> **Exercise requirements**: Which lines of the listing below contain the string "visibility"? Pick them out and copy each one.

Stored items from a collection
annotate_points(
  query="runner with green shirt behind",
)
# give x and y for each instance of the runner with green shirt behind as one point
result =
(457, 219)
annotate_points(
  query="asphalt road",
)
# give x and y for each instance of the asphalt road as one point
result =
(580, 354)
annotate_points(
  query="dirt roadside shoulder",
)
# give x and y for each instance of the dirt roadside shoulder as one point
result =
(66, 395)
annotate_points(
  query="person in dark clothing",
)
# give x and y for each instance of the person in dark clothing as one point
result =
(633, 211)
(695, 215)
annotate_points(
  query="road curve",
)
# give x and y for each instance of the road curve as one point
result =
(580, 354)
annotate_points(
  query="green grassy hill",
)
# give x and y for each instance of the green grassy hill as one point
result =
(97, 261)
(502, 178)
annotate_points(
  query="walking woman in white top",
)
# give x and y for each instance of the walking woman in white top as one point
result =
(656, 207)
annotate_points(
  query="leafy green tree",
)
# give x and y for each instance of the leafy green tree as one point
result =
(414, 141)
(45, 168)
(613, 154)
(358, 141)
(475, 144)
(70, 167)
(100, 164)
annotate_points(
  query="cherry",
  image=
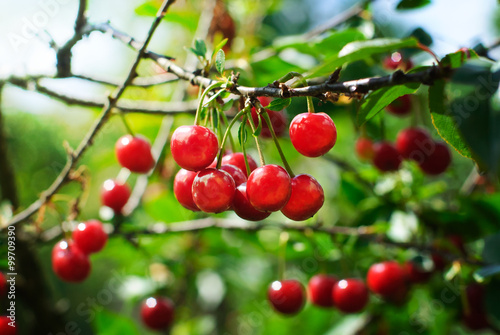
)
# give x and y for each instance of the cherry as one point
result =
(364, 148)
(213, 190)
(350, 295)
(401, 106)
(313, 134)
(386, 279)
(237, 159)
(320, 290)
(157, 313)
(5, 328)
(114, 195)
(286, 296)
(69, 262)
(90, 236)
(437, 161)
(238, 176)
(268, 188)
(414, 144)
(183, 189)
(134, 153)
(243, 208)
(306, 199)
(386, 158)
(194, 147)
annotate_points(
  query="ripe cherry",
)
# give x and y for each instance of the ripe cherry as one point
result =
(213, 190)
(364, 148)
(194, 147)
(157, 313)
(320, 290)
(350, 295)
(90, 236)
(243, 208)
(415, 144)
(313, 134)
(386, 158)
(437, 161)
(268, 188)
(134, 153)
(386, 279)
(183, 189)
(237, 159)
(5, 328)
(114, 195)
(69, 262)
(401, 106)
(306, 199)
(286, 296)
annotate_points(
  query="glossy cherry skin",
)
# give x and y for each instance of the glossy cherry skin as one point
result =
(385, 157)
(5, 328)
(320, 290)
(243, 208)
(437, 161)
(386, 279)
(194, 147)
(90, 236)
(114, 195)
(70, 263)
(183, 189)
(134, 153)
(313, 134)
(157, 313)
(268, 188)
(401, 106)
(350, 295)
(364, 149)
(414, 144)
(237, 159)
(286, 296)
(306, 199)
(213, 190)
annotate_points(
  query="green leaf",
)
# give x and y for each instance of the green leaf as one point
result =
(412, 4)
(359, 50)
(379, 99)
(443, 121)
(220, 61)
(279, 104)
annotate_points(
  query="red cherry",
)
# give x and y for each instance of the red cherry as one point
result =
(238, 176)
(243, 208)
(313, 134)
(114, 195)
(194, 147)
(386, 279)
(268, 188)
(350, 295)
(401, 106)
(134, 153)
(320, 290)
(157, 313)
(286, 296)
(306, 199)
(70, 263)
(238, 160)
(364, 148)
(5, 328)
(437, 161)
(414, 144)
(213, 190)
(90, 236)
(386, 158)
(183, 189)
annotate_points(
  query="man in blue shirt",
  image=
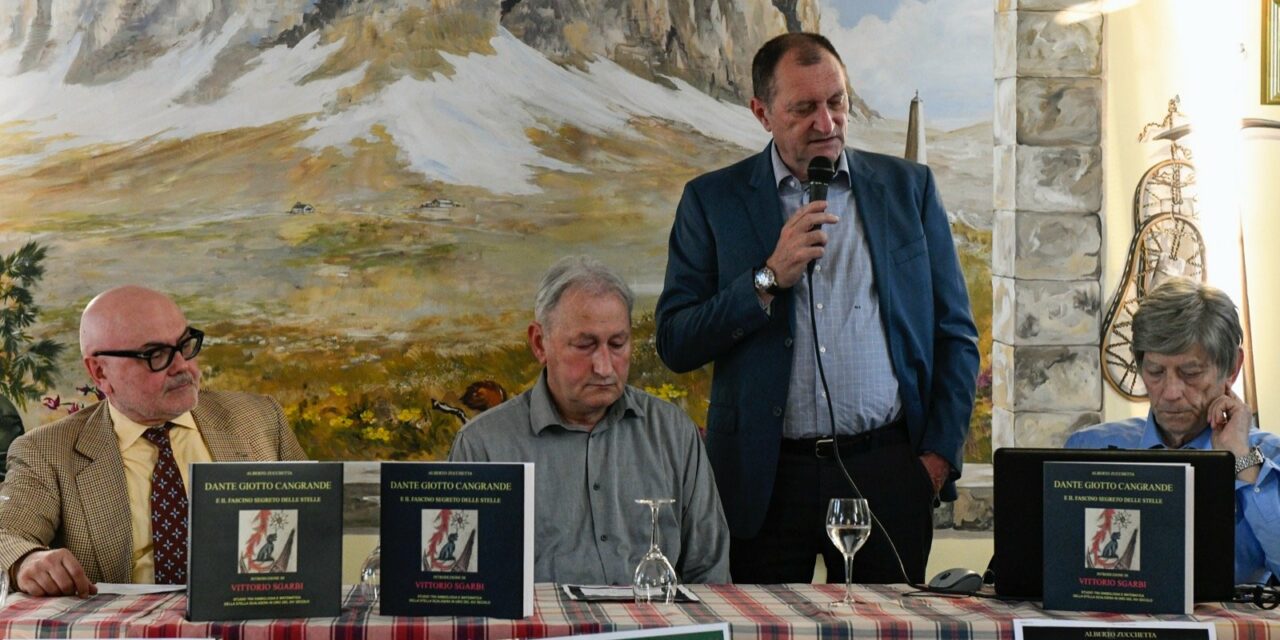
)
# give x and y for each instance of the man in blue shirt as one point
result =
(1187, 342)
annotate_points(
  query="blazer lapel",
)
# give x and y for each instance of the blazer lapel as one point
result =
(763, 208)
(869, 197)
(100, 483)
(223, 446)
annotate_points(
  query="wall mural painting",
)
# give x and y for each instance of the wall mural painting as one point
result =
(355, 200)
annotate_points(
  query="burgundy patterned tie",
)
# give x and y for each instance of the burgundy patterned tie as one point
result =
(168, 511)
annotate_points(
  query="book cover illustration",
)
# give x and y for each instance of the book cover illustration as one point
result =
(1112, 542)
(1119, 536)
(266, 540)
(434, 519)
(449, 540)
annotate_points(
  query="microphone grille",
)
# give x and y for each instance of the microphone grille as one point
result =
(822, 170)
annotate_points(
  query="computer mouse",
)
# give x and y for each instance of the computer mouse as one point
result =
(956, 581)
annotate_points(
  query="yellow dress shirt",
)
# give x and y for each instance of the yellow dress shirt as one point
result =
(140, 461)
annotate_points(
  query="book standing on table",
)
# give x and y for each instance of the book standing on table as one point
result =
(457, 539)
(265, 540)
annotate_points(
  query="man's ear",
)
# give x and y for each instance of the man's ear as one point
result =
(96, 374)
(1235, 368)
(535, 342)
(760, 112)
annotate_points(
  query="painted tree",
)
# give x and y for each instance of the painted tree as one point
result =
(27, 365)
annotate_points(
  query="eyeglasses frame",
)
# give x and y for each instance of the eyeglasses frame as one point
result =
(145, 355)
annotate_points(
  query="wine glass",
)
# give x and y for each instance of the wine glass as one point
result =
(370, 576)
(654, 580)
(849, 524)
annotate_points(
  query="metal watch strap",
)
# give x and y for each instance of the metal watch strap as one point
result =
(1249, 460)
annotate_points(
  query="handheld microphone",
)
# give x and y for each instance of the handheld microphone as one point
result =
(821, 173)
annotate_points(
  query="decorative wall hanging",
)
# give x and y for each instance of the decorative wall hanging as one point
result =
(1166, 243)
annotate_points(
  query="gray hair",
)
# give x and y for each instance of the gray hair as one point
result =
(577, 273)
(1180, 314)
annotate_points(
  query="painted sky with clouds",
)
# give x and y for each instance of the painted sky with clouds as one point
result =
(894, 48)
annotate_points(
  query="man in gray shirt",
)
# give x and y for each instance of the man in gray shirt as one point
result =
(599, 444)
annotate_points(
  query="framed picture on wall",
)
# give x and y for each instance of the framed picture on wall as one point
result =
(1271, 51)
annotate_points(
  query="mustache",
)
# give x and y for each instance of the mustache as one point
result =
(179, 380)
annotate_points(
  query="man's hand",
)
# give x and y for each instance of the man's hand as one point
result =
(938, 470)
(54, 572)
(1230, 417)
(801, 242)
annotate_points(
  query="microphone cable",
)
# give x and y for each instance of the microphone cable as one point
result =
(835, 437)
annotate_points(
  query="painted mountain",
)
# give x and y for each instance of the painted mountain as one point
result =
(355, 199)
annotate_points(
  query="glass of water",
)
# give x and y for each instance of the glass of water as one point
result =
(654, 579)
(371, 576)
(849, 524)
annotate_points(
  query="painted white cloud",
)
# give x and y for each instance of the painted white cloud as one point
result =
(469, 128)
(941, 48)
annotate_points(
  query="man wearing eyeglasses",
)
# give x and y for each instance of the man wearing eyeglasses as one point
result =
(101, 496)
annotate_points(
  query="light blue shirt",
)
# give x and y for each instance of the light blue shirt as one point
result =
(1257, 506)
(850, 332)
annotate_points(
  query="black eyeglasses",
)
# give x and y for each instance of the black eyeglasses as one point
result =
(161, 356)
(1262, 597)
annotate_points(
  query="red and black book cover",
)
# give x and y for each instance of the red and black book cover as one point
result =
(265, 540)
(457, 539)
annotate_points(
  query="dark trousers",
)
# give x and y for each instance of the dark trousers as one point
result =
(896, 487)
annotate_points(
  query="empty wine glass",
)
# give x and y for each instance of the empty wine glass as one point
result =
(654, 580)
(849, 524)
(370, 576)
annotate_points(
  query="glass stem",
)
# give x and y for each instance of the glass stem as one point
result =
(849, 579)
(653, 535)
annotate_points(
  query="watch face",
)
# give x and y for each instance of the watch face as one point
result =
(763, 279)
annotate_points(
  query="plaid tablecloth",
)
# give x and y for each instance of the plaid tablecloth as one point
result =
(754, 612)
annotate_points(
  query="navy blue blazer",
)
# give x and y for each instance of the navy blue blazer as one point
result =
(726, 225)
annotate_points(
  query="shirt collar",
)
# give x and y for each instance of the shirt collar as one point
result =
(543, 414)
(127, 432)
(781, 173)
(1151, 438)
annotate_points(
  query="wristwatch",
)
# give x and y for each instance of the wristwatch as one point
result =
(1249, 460)
(766, 280)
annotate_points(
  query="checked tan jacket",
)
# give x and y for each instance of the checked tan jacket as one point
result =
(65, 480)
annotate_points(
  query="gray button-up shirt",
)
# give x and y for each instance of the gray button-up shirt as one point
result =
(589, 529)
(850, 332)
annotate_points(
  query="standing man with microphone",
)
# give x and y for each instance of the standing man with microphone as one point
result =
(892, 328)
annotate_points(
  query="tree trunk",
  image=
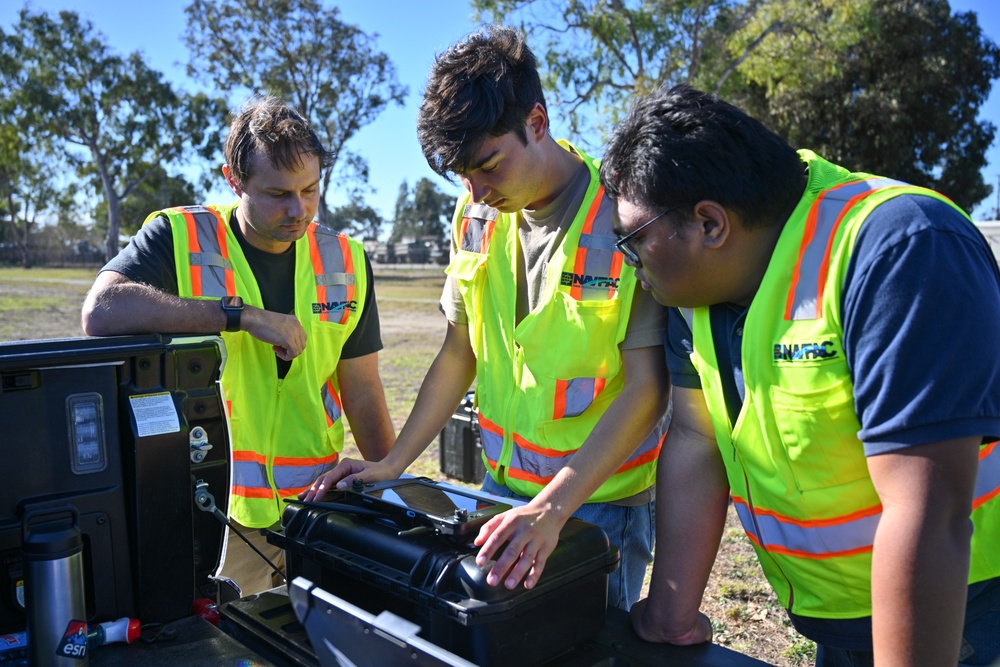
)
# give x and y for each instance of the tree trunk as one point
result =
(114, 225)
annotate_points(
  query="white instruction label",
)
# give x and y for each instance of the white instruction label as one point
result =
(155, 414)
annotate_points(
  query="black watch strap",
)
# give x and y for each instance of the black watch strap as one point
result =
(232, 306)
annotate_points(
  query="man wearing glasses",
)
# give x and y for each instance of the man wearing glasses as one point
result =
(545, 316)
(836, 375)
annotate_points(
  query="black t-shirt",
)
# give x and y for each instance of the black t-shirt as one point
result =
(149, 259)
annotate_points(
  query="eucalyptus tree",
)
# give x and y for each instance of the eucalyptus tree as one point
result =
(596, 54)
(892, 88)
(887, 86)
(116, 120)
(423, 211)
(330, 71)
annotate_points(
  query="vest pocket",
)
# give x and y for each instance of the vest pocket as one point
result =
(819, 434)
(571, 339)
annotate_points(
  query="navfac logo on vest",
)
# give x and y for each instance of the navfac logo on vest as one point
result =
(794, 352)
(334, 307)
(585, 280)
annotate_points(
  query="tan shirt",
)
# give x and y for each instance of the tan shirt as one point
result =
(539, 234)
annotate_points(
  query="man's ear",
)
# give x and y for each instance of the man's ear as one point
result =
(538, 122)
(716, 223)
(233, 184)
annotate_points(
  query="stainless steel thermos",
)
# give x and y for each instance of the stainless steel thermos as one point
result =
(52, 553)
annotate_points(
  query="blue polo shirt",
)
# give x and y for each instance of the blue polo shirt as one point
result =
(921, 312)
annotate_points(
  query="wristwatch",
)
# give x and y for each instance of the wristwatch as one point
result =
(232, 306)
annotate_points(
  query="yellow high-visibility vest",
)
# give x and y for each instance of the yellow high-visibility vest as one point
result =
(284, 432)
(797, 471)
(544, 382)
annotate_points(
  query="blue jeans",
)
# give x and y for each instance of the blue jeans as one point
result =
(630, 529)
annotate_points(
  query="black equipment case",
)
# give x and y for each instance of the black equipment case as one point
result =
(460, 447)
(124, 430)
(435, 583)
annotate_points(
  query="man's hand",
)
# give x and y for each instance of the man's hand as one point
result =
(283, 332)
(344, 475)
(652, 628)
(532, 532)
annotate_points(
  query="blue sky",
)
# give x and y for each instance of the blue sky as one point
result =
(411, 32)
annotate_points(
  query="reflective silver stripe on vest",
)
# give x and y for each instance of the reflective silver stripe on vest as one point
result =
(296, 478)
(841, 536)
(599, 243)
(250, 475)
(479, 218)
(330, 402)
(210, 258)
(783, 536)
(826, 213)
(544, 463)
(597, 276)
(580, 393)
(492, 441)
(335, 277)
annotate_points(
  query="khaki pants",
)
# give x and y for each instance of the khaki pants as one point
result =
(245, 567)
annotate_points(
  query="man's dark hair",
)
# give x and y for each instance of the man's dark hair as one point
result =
(268, 126)
(484, 86)
(681, 146)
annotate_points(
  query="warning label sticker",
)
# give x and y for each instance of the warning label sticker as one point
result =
(155, 414)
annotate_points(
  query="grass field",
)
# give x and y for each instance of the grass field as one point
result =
(45, 303)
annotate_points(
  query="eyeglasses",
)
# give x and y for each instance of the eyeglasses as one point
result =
(622, 246)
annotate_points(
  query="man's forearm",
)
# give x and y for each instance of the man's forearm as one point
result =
(919, 586)
(628, 421)
(920, 557)
(128, 308)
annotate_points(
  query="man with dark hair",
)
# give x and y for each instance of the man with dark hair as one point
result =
(567, 353)
(296, 303)
(822, 381)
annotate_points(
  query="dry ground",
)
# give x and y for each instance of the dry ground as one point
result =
(45, 303)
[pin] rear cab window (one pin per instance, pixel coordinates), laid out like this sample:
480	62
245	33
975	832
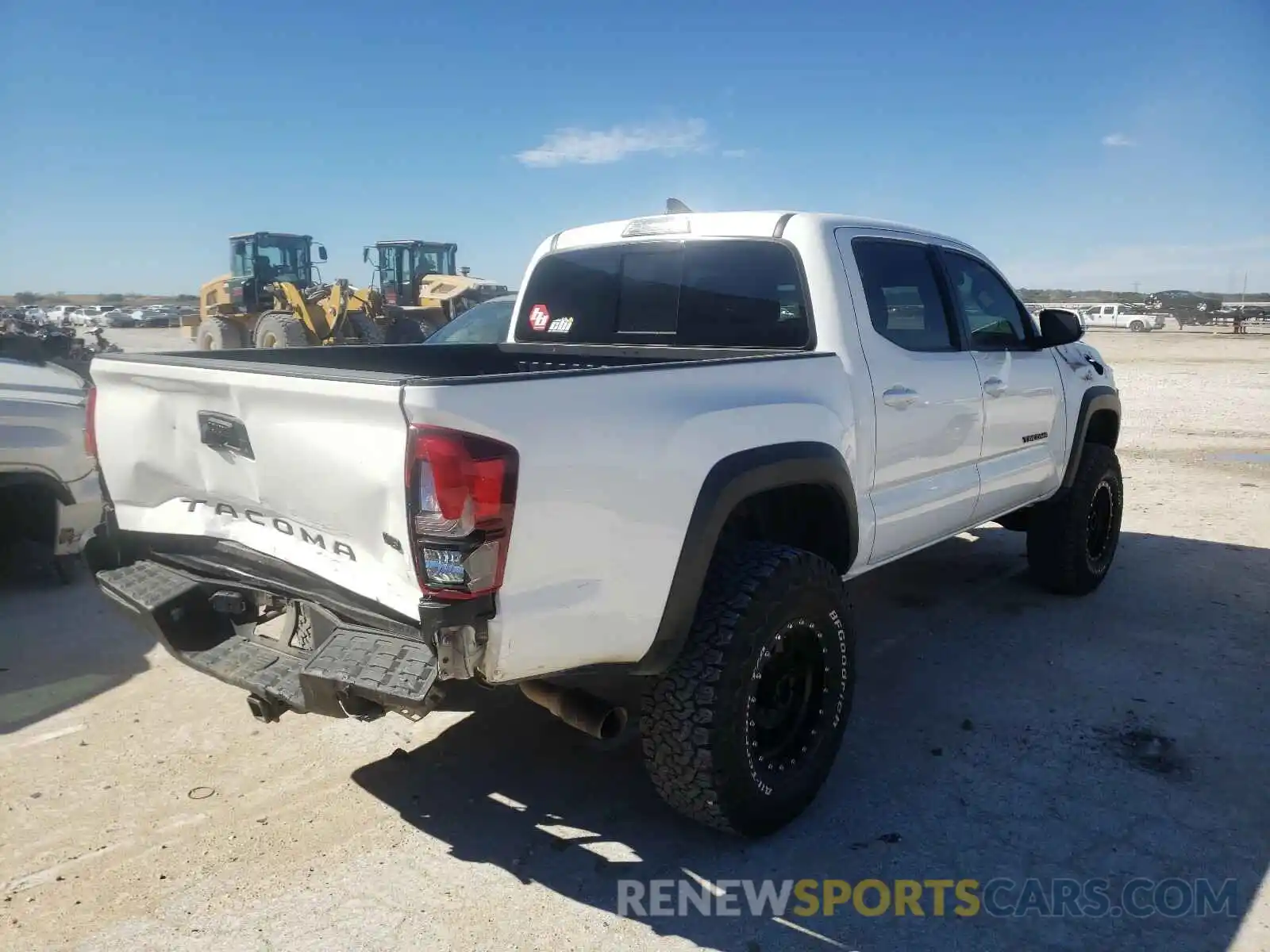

> **Answer to this problem**:
  query="yellow high-visibility vest",
# give x and y for each instance of the yellow high-visibility vest as one point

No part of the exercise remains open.